**Set problem**
Can you transcribe every entry word for word, skipping the images?

*** Records for the task ***

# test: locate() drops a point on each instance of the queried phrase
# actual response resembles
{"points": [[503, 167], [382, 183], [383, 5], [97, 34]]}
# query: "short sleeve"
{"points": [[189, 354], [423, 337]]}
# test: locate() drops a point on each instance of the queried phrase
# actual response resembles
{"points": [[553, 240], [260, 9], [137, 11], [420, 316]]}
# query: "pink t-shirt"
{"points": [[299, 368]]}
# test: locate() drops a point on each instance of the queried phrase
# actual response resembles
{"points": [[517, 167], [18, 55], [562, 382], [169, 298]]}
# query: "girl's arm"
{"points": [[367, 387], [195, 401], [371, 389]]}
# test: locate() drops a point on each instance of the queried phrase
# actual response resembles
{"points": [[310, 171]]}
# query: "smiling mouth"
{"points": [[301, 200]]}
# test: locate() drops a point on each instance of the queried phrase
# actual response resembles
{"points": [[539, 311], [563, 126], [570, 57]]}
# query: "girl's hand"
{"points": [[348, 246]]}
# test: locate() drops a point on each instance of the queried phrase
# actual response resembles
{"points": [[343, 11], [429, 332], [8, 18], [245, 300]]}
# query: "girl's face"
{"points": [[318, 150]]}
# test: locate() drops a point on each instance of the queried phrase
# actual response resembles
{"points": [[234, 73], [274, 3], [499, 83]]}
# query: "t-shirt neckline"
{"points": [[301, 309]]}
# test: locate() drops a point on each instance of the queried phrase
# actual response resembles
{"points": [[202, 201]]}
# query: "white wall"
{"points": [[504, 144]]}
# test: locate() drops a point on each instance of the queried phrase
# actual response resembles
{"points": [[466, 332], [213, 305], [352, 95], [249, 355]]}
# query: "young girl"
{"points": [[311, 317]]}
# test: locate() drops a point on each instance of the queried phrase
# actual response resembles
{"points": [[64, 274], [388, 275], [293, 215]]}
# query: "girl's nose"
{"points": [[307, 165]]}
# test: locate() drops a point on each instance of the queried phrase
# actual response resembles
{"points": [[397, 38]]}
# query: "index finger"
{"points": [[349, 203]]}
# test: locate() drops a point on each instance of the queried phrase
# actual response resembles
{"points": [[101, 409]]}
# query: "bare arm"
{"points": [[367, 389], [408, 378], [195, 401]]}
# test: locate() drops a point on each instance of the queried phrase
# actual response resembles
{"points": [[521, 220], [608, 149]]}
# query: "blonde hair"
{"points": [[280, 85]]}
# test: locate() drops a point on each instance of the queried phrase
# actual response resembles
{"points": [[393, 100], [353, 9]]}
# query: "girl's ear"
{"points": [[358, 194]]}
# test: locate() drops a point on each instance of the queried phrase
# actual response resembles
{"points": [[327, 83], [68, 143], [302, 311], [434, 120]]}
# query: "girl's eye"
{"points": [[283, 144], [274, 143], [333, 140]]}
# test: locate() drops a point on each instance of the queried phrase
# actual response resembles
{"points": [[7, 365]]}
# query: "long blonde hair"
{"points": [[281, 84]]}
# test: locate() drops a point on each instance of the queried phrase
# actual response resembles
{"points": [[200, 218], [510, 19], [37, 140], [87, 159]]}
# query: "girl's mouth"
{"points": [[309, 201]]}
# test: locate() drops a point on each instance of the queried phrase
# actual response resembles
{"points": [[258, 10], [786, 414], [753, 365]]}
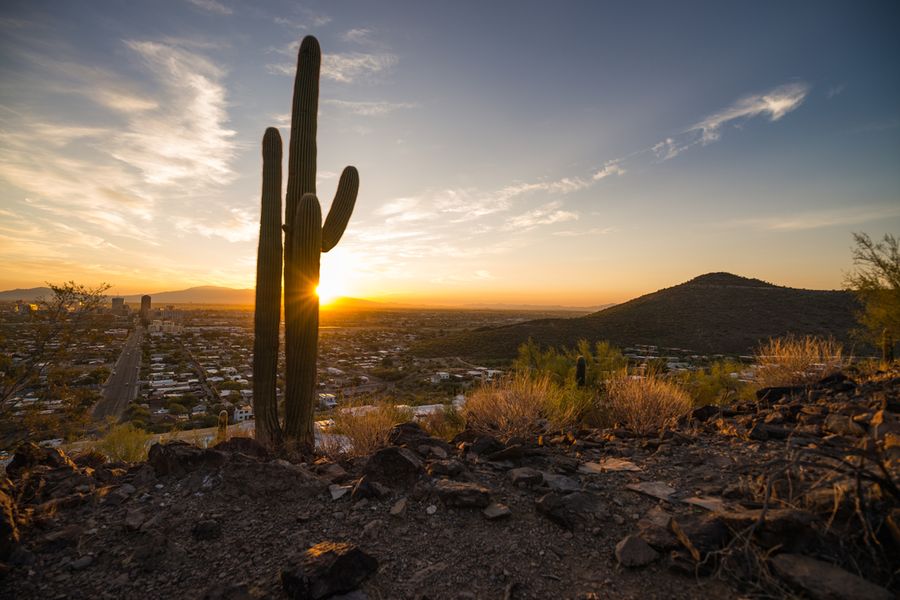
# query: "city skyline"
{"points": [[511, 153]]}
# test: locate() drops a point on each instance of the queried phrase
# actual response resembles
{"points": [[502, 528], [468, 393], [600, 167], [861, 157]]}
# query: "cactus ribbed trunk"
{"points": [[302, 332], [267, 315], [305, 238]]}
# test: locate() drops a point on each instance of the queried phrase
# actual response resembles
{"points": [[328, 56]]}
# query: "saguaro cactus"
{"points": [[305, 239]]}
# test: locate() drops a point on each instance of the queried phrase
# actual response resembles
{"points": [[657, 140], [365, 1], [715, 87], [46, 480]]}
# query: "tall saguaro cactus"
{"points": [[305, 239]]}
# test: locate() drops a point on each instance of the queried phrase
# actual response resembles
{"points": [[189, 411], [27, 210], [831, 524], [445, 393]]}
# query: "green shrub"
{"points": [[124, 442]]}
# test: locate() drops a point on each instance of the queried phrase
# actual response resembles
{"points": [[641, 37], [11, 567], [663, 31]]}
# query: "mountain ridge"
{"points": [[711, 313]]}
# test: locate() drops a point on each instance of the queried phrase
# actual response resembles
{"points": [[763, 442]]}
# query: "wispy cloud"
{"points": [[360, 35], [213, 6], [548, 214], [820, 218], [368, 109]]}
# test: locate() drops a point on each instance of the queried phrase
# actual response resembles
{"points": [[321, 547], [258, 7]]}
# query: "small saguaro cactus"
{"points": [[580, 372], [222, 428], [887, 347], [305, 238]]}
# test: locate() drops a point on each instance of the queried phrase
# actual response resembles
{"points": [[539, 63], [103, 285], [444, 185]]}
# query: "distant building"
{"points": [[243, 413], [145, 309]]}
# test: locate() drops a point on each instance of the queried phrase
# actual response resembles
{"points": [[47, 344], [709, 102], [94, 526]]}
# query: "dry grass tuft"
{"points": [[515, 406], [445, 424], [124, 442], [646, 404], [797, 360], [365, 429]]}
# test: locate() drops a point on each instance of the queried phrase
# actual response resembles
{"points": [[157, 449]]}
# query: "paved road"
{"points": [[122, 386]]}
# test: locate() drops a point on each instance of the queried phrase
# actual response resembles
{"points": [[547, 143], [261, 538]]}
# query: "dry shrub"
{"points": [[444, 424], [362, 432], [646, 404], [515, 406], [797, 360], [125, 442]]}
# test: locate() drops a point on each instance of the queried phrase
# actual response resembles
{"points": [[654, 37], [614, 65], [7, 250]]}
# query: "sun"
{"points": [[327, 293]]}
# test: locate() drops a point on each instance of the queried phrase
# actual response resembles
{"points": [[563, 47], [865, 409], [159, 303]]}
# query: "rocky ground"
{"points": [[793, 495]]}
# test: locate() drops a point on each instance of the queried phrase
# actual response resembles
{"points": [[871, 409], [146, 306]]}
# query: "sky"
{"points": [[573, 153]]}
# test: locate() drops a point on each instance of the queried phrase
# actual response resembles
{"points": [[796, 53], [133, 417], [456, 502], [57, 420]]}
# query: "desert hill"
{"points": [[712, 313]]}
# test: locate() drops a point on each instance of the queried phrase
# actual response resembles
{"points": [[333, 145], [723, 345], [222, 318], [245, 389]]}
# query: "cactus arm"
{"points": [[267, 312], [341, 209], [304, 116], [302, 332]]}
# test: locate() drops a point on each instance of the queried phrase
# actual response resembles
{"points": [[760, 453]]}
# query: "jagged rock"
{"points": [[366, 488], [9, 531], [632, 551], [327, 569], [244, 445], [180, 458], [495, 511], [394, 466], [29, 455], [399, 507], [525, 476], [339, 491], [704, 413], [569, 510], [462, 494], [208, 529], [446, 468], [825, 581], [699, 534], [560, 483]]}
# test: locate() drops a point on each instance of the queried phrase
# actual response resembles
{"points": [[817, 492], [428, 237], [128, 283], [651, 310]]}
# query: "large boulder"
{"points": [[394, 466], [327, 569], [180, 458]]}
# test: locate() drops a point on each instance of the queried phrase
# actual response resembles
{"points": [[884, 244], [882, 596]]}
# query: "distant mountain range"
{"points": [[713, 313]]}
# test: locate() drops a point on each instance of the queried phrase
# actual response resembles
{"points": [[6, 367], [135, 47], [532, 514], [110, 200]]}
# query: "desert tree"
{"points": [[52, 329], [875, 279]]}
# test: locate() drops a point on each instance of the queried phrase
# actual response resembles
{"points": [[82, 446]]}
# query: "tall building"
{"points": [[145, 309]]}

***

**Solved problem**
# test: locate() drops a point on each instance of the queried phrase
# actual response resembles
{"points": [[503, 167], [382, 183], [383, 5], [97, 34]]}
# query: "short sleeve"
{"points": [[189, 354], [423, 337]]}
# test: locate() drops a point on each instance of the queried phrase
# actual response resembles
{"points": [[553, 240], [260, 9], [137, 11], [420, 316]]}
# query: "pink t-shirt"
{"points": [[299, 368]]}
# test: locate() drops a point on each instance of the queried phrase
# actual response resembles
{"points": [[517, 167], [18, 55], [562, 382], [169, 298]]}
# query: "girl's arm"
{"points": [[367, 387], [195, 401], [371, 389]]}
# test: locate() drops a point on each instance of the queried phrase
# actual response resembles
{"points": [[310, 171]]}
# query: "smiling mouth"
{"points": [[301, 200]]}
# test: locate() drops a point on each instance of the queried phrase
# actual response resembles
{"points": [[539, 311], [563, 126], [570, 57]]}
# query: "girl's hand"
{"points": [[348, 246]]}
# test: locate() drops a point on each instance of the queried phrase
# actual response resembles
{"points": [[343, 11], [429, 332], [8, 18], [245, 300]]}
# query: "girl's face"
{"points": [[318, 150]]}
# test: locate() drops a point on each instance of the queried phrase
# actual response resembles
{"points": [[234, 73], [274, 3], [499, 83]]}
# query: "t-shirt neckline"
{"points": [[301, 309]]}
# test: locate() drops a point on each instance of the queried phrase
# actual response resembles
{"points": [[202, 201]]}
# query: "white wall"
{"points": [[504, 144]]}
# test: locate() drops a point on each instance of the queried phrase
# actual response resembles
{"points": [[466, 332], [213, 305], [352, 95], [249, 355]]}
# query: "young girl"
{"points": [[311, 317]]}
# test: locate() drops a point on each instance of the queried phrase
# actual response resembles
{"points": [[64, 274], [388, 275], [293, 215]]}
# query: "girl's nose"
{"points": [[307, 165]]}
# test: locate() drops a point on each instance of the queried phrase
# actual response resembles
{"points": [[397, 38]]}
# query: "index finger"
{"points": [[349, 203]]}
# test: locate() drops a point on each instance of the queried phrase
# actual response resembles
{"points": [[101, 409]]}
# query: "bare arm"
{"points": [[367, 389], [408, 378], [195, 401]]}
# test: locate() drops a point on each instance of the queried phrase
# actual response resembles
{"points": [[521, 220], [608, 149]]}
# query: "blonde hair"
{"points": [[280, 85]]}
# test: locate() drops a point on each instance of the queried phrase
# actual response resembles
{"points": [[393, 100], [353, 9]]}
# query: "girl's ear"
{"points": [[358, 194]]}
# test: locate() drops a point on each instance of the queried phrase
# actual response resembles
{"points": [[327, 83], [68, 143], [302, 311], [434, 120]]}
# query: "girl's eye"
{"points": [[283, 144], [274, 143], [333, 140]]}
# test: locate() drops a point on each instance of the queried phrase
# actual response resembles
{"points": [[7, 365]]}
# query: "long blonde hair"
{"points": [[281, 84]]}
# test: locate() drops a point on each instance of the queried phrase
# actual response resembles
{"points": [[200, 218], [510, 19], [37, 140], [87, 159]]}
# query: "girl's mouth"
{"points": [[309, 201]]}
# test: locate() drops a point on each instance of the queried phrase
# actual response resembles
{"points": [[258, 10], [786, 414], [753, 365]]}
# query: "city skyline"
{"points": [[511, 153]]}
# test: locate() drops a point on each instance of the queried phrase
# actual response resembles
{"points": [[502, 528], [468, 393], [600, 167], [861, 157]]}
# query: "cactus ribbed trunk"
{"points": [[302, 332], [267, 315], [305, 238]]}
# test: locate() drops a point on each instance of the queried phrase
# actual response resembles
{"points": [[328, 56]]}
# query: "saguaro cactus"
{"points": [[305, 239]]}
# test: locate() drops a point on each instance of the queried phrase
# actual response resembles
{"points": [[657, 140], [365, 1], [715, 87], [46, 480]]}
# query: "tall saguaro cactus"
{"points": [[305, 239]]}
# test: locate() drops a point on each instance of the queried phrase
# actual response resembles
{"points": [[189, 411], [27, 210], [831, 524], [445, 393]]}
# query: "green shrub"
{"points": [[124, 442]]}
# test: locate() drops a point on each instance of the queried phrase
# actual response resembles
{"points": [[641, 37], [11, 567], [663, 31]]}
# query: "mountain ridge"
{"points": [[711, 313]]}
# test: locate() drops a point on each instance of the queried phrase
# actual response resembles
{"points": [[763, 442]]}
# query: "wispy cloud"
{"points": [[360, 35], [213, 6], [548, 214], [820, 218], [368, 109]]}
# test: locate() drops a point on each instance of the queried phrase
# actual response resembles
{"points": [[321, 547], [258, 7]]}
# query: "small saguaro cactus"
{"points": [[580, 372], [222, 428], [887, 347], [305, 238]]}
# test: locate() drops a point on each instance of the queried phrase
# actual response resembles
{"points": [[539, 63], [103, 285], [444, 185]]}
# query: "distant building"
{"points": [[243, 413], [145, 309]]}
# test: locate() drops a point on each instance of the queried phrase
# actual response resembles
{"points": [[47, 344], [709, 102], [94, 526]]}
# query: "dry grass tuft"
{"points": [[515, 406], [445, 424], [124, 442], [646, 404], [797, 360], [365, 429]]}
# test: locate() drops a point on each instance of the queried phrase
# actual response resembles
{"points": [[157, 449]]}
# query: "paved road"
{"points": [[122, 386]]}
# test: locate() drops a point on each instance of the queried phrase
# actual response resembles
{"points": [[547, 143], [261, 538]]}
# query: "dry shrub"
{"points": [[444, 424], [362, 432], [646, 404], [515, 406], [797, 360], [125, 442]]}
# test: locate() drops a point on each instance of the queried phrase
# actual response resembles
{"points": [[654, 37], [614, 65], [7, 250]]}
# query: "sun"
{"points": [[327, 293]]}
# test: locate() drops a point on each instance of the queried phrase
# actual response resembles
{"points": [[563, 47], [865, 409], [159, 303]]}
# query: "rocky ground"
{"points": [[793, 495]]}
# test: locate() drops a point on each instance of the queried phrase
# actual response resembles
{"points": [[871, 409], [146, 306]]}
# query: "sky"
{"points": [[573, 153]]}
# test: locate() drops a point on each instance of the queried phrase
# actual response resembles
{"points": [[796, 53], [133, 417], [456, 502], [57, 420]]}
# query: "desert hill"
{"points": [[712, 313]]}
# test: locate() drops a point on each instance of the queried phrase
# actual response resembles
{"points": [[333, 145], [723, 345], [222, 318], [245, 389]]}
# query: "cactus arm"
{"points": [[267, 312], [341, 209], [304, 116], [302, 332]]}
# test: locate() drops a point on each instance of the queried phrase
# actual response resembles
{"points": [[760, 453]]}
# query: "jagged rock"
{"points": [[366, 488], [9, 531], [632, 551], [327, 569], [244, 445], [180, 458], [495, 511], [394, 466], [29, 455], [399, 507], [525, 476], [339, 491], [704, 413], [569, 510], [462, 494], [208, 529], [446, 468], [825, 581], [699, 534], [560, 483]]}
# test: locate() drops a point on each instance of the queried phrase
# actual response resembles
{"points": [[817, 492], [428, 237], [128, 283], [651, 310]]}
# query: "large boulder"
{"points": [[394, 466], [327, 569], [180, 458]]}
# test: locate() drops a point on each instance of the queried phrase
# actual response resembles
{"points": [[884, 244], [882, 596]]}
# query: "distant mountain range"
{"points": [[713, 313]]}
# test: locate() drops a point on each instance of the queried phrase
# actual response resembles
{"points": [[6, 367], [135, 47], [532, 514], [110, 200]]}
# query: "desert tree"
{"points": [[52, 329], [875, 279]]}
# test: locate() drops a point on each instance of the queried phrase
# actual response resembles
{"points": [[82, 446]]}
# query: "tall building"
{"points": [[145, 309]]}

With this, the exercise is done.